Lay out the lines below as a numbered list, skipping any blank lines. Leave the pictures out of your answer.

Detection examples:
──────────

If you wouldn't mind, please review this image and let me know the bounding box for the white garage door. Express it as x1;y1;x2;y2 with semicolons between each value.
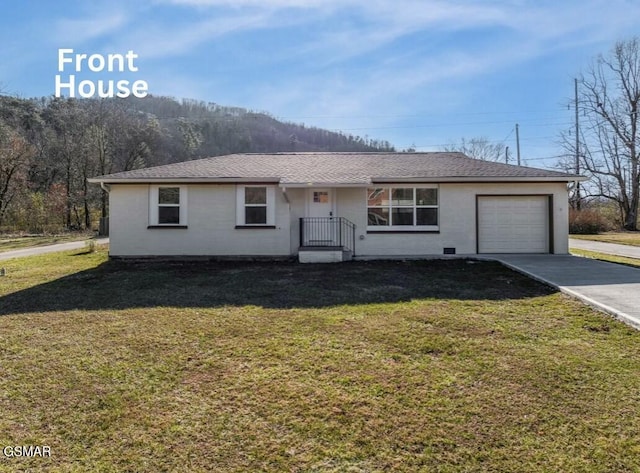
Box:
478;196;549;253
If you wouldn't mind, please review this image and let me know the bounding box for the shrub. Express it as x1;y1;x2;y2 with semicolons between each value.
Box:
569;209;612;235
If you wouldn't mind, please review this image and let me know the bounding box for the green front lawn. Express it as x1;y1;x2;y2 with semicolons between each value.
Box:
0;250;640;472
569;232;640;246
571;248;640;267
0;233;94;253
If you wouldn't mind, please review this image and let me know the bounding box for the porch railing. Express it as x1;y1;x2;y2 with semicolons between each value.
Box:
300;217;356;253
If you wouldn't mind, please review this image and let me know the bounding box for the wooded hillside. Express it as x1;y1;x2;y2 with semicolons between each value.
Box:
0;96;394;232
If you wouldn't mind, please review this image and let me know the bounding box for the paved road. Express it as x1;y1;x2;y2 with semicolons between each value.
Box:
569;238;640;259
0;238;109;261
484;255;640;330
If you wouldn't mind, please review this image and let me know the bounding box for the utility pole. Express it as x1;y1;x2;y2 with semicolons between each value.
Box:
516;123;520;166
573;79;581;210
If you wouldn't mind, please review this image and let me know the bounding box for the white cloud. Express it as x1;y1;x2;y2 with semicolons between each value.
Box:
118;14;269;58
53;9;129;44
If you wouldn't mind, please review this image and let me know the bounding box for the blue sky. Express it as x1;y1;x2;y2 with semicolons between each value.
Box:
0;0;640;167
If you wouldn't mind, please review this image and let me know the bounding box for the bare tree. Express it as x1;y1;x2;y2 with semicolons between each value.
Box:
573;37;640;230
0;122;34;224
443;136;505;161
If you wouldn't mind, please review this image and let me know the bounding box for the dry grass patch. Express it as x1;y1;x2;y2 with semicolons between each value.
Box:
0;251;640;472
570;232;640;246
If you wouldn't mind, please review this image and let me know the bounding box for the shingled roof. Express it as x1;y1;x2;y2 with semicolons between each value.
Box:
89;152;584;187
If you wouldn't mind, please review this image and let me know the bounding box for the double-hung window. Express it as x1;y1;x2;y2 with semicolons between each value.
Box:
149;185;187;227
236;185;275;227
367;185;438;231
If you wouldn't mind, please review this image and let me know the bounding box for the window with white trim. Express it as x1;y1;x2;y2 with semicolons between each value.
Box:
367;185;438;231
236;185;275;227
149;185;187;227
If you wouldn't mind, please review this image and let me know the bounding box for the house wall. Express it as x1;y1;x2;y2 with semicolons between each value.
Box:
337;183;569;256
109;183;568;256
109;184;291;256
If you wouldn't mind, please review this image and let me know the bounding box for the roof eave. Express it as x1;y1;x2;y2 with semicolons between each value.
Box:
371;176;587;184
87;177;280;184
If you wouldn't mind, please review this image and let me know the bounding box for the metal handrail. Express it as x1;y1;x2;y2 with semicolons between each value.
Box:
300;217;356;253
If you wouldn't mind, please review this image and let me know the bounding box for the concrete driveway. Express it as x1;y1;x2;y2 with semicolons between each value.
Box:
0;238;109;261
492;255;640;330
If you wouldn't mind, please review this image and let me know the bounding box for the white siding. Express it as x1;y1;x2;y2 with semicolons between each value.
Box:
109;184;291;256
110;183;568;256
337;183;569;256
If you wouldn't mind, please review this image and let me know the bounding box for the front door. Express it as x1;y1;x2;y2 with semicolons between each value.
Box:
304;188;339;246
307;189;333;217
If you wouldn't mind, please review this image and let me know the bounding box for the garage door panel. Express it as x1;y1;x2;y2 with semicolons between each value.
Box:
478;196;549;253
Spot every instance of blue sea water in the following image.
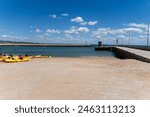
[0,46,114,57]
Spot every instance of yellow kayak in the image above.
[4,56,30,63]
[16,57,30,62]
[33,55,51,58]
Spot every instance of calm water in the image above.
[0,46,114,57]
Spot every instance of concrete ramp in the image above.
[112,47,150,63]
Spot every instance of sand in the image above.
[0,57,150,100]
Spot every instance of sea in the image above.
[0,46,114,57]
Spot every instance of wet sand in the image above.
[0,57,150,100]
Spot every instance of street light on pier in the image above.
[142,20,150,47]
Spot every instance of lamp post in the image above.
[147,23,149,46]
[128,31,131,45]
[142,20,150,47]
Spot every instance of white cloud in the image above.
[128,23,148,28]
[65,34,73,39]
[49,14,57,19]
[92,28,143,36]
[77,27,90,33]
[61,13,69,17]
[88,21,98,26]
[64,27,90,34]
[71,17,84,23]
[46,29,60,34]
[80,22,88,26]
[35,29,42,33]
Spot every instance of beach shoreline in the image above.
[0,57,150,100]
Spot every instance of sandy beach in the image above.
[0,57,150,100]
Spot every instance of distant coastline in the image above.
[0,41,93,47]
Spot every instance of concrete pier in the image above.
[112,47,150,63]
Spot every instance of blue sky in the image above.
[0,0,150,44]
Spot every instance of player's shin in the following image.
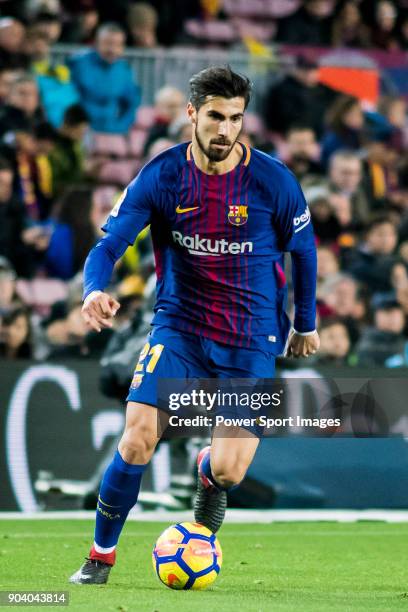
[90,451,147,565]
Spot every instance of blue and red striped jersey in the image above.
[103,143,316,354]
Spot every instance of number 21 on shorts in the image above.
[135,342,164,374]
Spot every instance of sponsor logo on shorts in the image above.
[293,206,310,234]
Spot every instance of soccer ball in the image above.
[152,523,222,589]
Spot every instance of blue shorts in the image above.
[126,325,275,436]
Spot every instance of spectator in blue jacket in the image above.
[70,23,140,134]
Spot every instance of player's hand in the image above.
[82,291,120,332]
[286,330,320,358]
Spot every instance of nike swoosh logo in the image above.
[176,206,200,214]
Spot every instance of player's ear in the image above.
[187,102,197,123]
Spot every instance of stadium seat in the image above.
[223,0,301,19]
[90,132,128,157]
[135,106,156,130]
[98,158,141,187]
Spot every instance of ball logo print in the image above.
[152,523,222,590]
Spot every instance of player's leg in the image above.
[70,402,167,584]
[194,426,259,533]
[194,340,275,532]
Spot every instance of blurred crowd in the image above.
[0,0,408,372]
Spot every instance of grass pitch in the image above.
[0,520,408,612]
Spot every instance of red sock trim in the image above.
[89,546,116,565]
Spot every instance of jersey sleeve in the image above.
[102,165,157,244]
[274,170,315,252]
[275,171,317,333]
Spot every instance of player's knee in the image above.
[119,424,157,465]
[211,464,246,489]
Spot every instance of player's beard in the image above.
[195,122,238,162]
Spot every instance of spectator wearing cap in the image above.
[371,0,399,51]
[276,0,335,47]
[0,74,43,136]
[61,0,99,45]
[0,308,32,360]
[263,55,338,138]
[26,28,79,127]
[144,85,186,155]
[356,298,406,367]
[126,2,158,49]
[315,318,351,367]
[49,104,89,197]
[284,124,323,183]
[70,23,140,134]
[31,10,62,45]
[328,151,371,229]
[332,0,370,49]
[347,214,398,293]
[378,96,408,153]
[0,17,27,69]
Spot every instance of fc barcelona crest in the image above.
[228,204,248,225]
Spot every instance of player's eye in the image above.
[208,112,224,121]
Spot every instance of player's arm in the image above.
[82,166,155,332]
[278,167,320,357]
[82,233,129,332]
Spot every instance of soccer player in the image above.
[70,67,319,584]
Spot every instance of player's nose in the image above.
[218,121,228,136]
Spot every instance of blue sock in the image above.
[95,451,147,548]
[201,453,239,491]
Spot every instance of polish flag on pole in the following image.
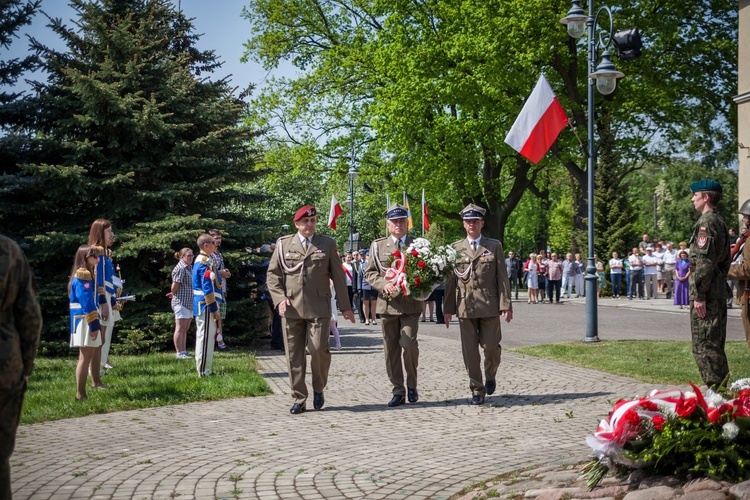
[328,195,343,229]
[505,75,568,164]
[422,189,430,236]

──────────

* **Right answer**:
1. If you wouldn't mind, please review this image and let me know the bounding box for the white garage door. Express it as x1;y1;x2;y2 with semicolons between each value.
2. Box:
3. 478;196;549;253
4. If you wouldn't mind, please review this image and let me know the bounding box for the shrub. Express it as x1;y1;x2;y2 with semicolons between each value.
5. Box:
6. 569;209;612;235
7. If you wouldn't mind, please review this image and let me know the bounding box for the green front lawn. Express it as x1;y1;x2;y2 with semicolons between each value.
8. Box:
9. 0;250;640;472
10. 569;232;640;246
11. 571;248;640;267
12. 0;233;94;253
13. If you wouldn't mind, please review this image and let me know the bounding box for the porch railing. Express it as x1;y1;x2;y2 with semicolons between each value.
14. Box:
15. 300;217;356;253
16. If you wouldn't mind, please review this image and let me know the bounding box for the wooded hillside. Express it as x1;y1;x2;y2 with semicolons between each value.
17. Box:
18. 0;96;394;232
19. If you wouldn't mind, please review this image and let me know the bounding box for the paved road. Express it as x1;y1;x2;y2 with semicolons between each value.
20. Box:
21. 569;238;640;259
22. 0;238;109;261
23. 484;255;640;330
24. If you wouldn't mind, please review this image and let me know the bounding box for the utility pole. Express it as x1;y1;x2;y2 with semicolons between each value.
25. Box:
26. 516;123;520;166
27. 573;79;581;210
28. If you wouldn't mind, please review this image and let me know the bounding box for the white cloud. Express it as x1;y1;x2;y2 with semicolons between each value.
29. Box:
30. 118;14;269;58
31. 53;9;129;44
32. If you wouldn't mind, please review this image and let me know the bounding box for the blue sky. Express it as x1;y1;x2;y2 with semicolons between each value.
33. Box:
34. 0;0;640;167
35. If you wouldn't mind, please review this image and let me know the bounding box for the bare tree. Express it as x1;y1;x2;y2 with semicolons between each value.
36. Box:
37. 573;37;640;230
38. 0;122;34;224
39. 443;136;505;161
40. If you wouldn't mind, please review this image and let me know the bounding box for the dry grass patch. Express it as x1;y1;x2;y2 with semicolons between each value.
41. Box:
42. 0;251;640;472
43. 570;232;640;246
44. If you wouldn't mind, please review this image and let me know the bounding box for the shingled roof. Express it as x1;y1;x2;y2 with semicolons between each value.
45. Box:
46. 89;152;584;187
47. If you wouldn't mind, please review this image and let me know the bounding box for the double-hung window. Express it as x1;y1;x2;y2 with semicolons between each value.
48. Box:
49. 149;185;187;227
50. 236;185;275;227
51. 367;185;438;231
52. If you wouldn't mind, please review this image and let me know the bounding box for the window with white trim. Express it as x1;y1;x2;y2 with semicolons between each value.
53. Box:
54. 367;185;438;231
55. 236;185;275;227
56. 149;185;187;227
57. If you wouldn't mind, please review this image and let me know the bounding box for the house wall. Express it as x1;y1;x2;y2 with semicolons between each value.
58. Box:
59. 337;183;569;256
60. 109;183;568;256
61. 109;184;291;256
62. If you wouldn't mind, please review this image and let me know the bounding box for the roof eave. Express it as x1;y1;x2;y2 with semicolons between each value.
63. Box:
64. 371;176;587;184
65. 87;177;280;184
66. If you wouldn't mind, please review this image and let me know the bounding box for the metal handrail. Express it as x1;y1;x2;y2 with semicolons between each value.
67. Box:
68. 300;217;356;253
69. If you wouldn't mind, please review this image and let me know the bounding box for the concrete driveway. Express it as x1;y1;x2;y2 with semicolons between each value.
70. Box:
71. 0;238;109;261
72. 492;255;640;330
73. If you wouldn't mind, please review this image and let me know the bounding box for the white siding. Express it as x1;y1;x2;y2 with semicolons between each value.
74. Box:
75. 109;184;291;256
76. 110;183;568;256
77. 337;183;569;256
78. If you wouldn't mind, please review this image and let me know the bounding box for the front door. Express it as x1;y1;x2;y2 with semicolons between each value.
79. Box:
80. 304;188;339;246
81. 307;189;333;217
82. If you wouldn't mind, please review this image and let me know the bounding box for the garage door panel. Express it as x1;y1;x2;y2 with semicolons between each value.
83. Box:
84. 478;196;549;253
85. Spot every instance of blue sea water in the following image.
86. [0,46,114,57]
87. Spot every instance of yellow kayak in the image above.
88. [4,56,30,63]
89. [16,57,30,62]
90. [33,55,51,58]
91. Spot every instance of calm water in the image above.
92. [0,46,114,57]
93. Spot every instance of concrete ramp in the image above.
94. [112,47,150,63]
95. Spot every instance of sand in the image above.
96. [0,57,150,100]
97. Spot every instance of sea in the image above.
98. [0,46,114,57]
99. Spot every instance of wet sand in the image above.
100. [0,57,150,100]
101. Spot every instance of street light on pier in the image above.
102. [142,20,150,47]
103. Spot every instance of lamp post in the image above.
104. [147,23,149,46]
105. [128,31,131,45]
106. [142,20,150,47]
107. Spot every instance of white cloud in the image above.
108. [128,23,148,28]
109. [65,34,73,39]
110. [49,14,57,19]
111. [92,28,143,36]
112. [77,27,90,33]
113. [61,13,69,17]
114. [88,21,98,26]
115. [64,27,90,34]
116. [71,17,84,23]
117. [46,29,60,34]
118. [80,22,88,26]
119. [35,29,42,33]
120. Spot every instance of beach shoreline in the image above.
121. [0,57,150,100]
122. Spot every instance of sandy beach in the image above.
123. [0,57,150,100]
124. Spot every instance of distant coastline in the image above.
125. [0,41,93,47]
126. Spot every instance of concrete pier in the image above.
127. [112,47,150,63]
128. Spot every instance of blue sky in the image above.
129. [0,0,150,44]
130. Spot every instance of player's shin in the following image.
131. [90,451,147,565]
132. Spot every instance of blue and red striped jersey in the image above.
133. [103,143,316,354]
134. Spot every instance of number 21 on shorts in the image above.
135. [135,342,164,374]
136. Spot every instance of sponsor logo on shorts in the image above.
137. [293,206,310,234]
138. Spot every instance of soccer ball in the image above.
139. [152,523,222,589]
140. Spot every instance of blue shorts in the image above.
141. [126,325,275,436]
142. Spot every instance of spectator in blue jacket in the image above.
143. [70,23,140,134]
144. Spot every instance of player's hand in the image above.
145. [82,291,120,332]
146. [286,330,320,358]
147. Spot every instance of nike swoosh logo in the image above.
148. [176,206,200,214]
149. Spot every instance of player's ear in the image above.
150. [187,102,197,123]
151. Spot every instance of stadium seat in the image above.
152. [223,0,301,19]
153. [90,132,128,157]
154. [135,106,156,130]
155. [98,158,141,187]
156. Spot every instance of ball logo print in the image above.
157. [152,523,222,590]
158. Spot every instance of player's leg in the image above.
159. [70,402,167,584]
160. [194,426,259,533]
161. [194,340,275,532]
162. Spot every instance of blurred crowd in the image above.
163. [0,0,408,372]
164. Spot every instance of grass pitch in the image above.
165. [0,520,408,612]
166. Spot every instance of red sock trim in the image above.
167. [89,546,116,565]
168. Spot every instance of jersey sleeve in the image above.
169. [102,165,157,244]
170. [274,170,315,252]
171. [275,171,317,333]
172. Spot every instance of player's knee in the image above.
173. [119,424,157,465]
174. [211,464,246,489]
175. Spot every instance of player's beard in the image above.
176. [195,122,238,162]
177. Spot every instance of spectator wearing cap in the image above.
178. [371,0,399,51]
179. [276,0,335,47]
180. [0,74,43,136]
181. [61,0,99,45]
182. [0,308,32,360]
183. [263,55,338,138]
184. [26,28,79,127]
185. [144,85,186,155]
186. [356,298,406,367]
187. [126,2,158,49]
188. [315,318,351,367]
189. [49,104,89,197]
190. [284,124,323,183]
191. [70,23,140,134]
192. [31,10,62,45]
193. [328,151,371,229]
194. [332,0,370,49]
195. [347,214,398,293]
196. [378,96,408,153]
197. [0,17,27,69]
198. Spot every instance of fc barcelona crest in the image above.
199. [228,204,248,225]
200. Spot every instance of player's eye in the image above.
201. [208,112,224,121]
202. Spot every instance of player's arm in the image above.
203. [82,166,155,332]
204. [278,167,320,357]
205. [82,233,129,332]
206. Spot every instance of soccer player in the image above.
207. [70,67,319,584]
208. Spot every instance of player's nose in the image above.
209. [218,121,228,136]
210. Spot every instance of blue sock in the image above.
211. [95,451,147,548]
212. [201,453,239,491]
213. Spot every instance of polish flag on pole in the following image.
214. [328,195,343,229]
215. [505,75,568,164]
216. [422,189,430,236]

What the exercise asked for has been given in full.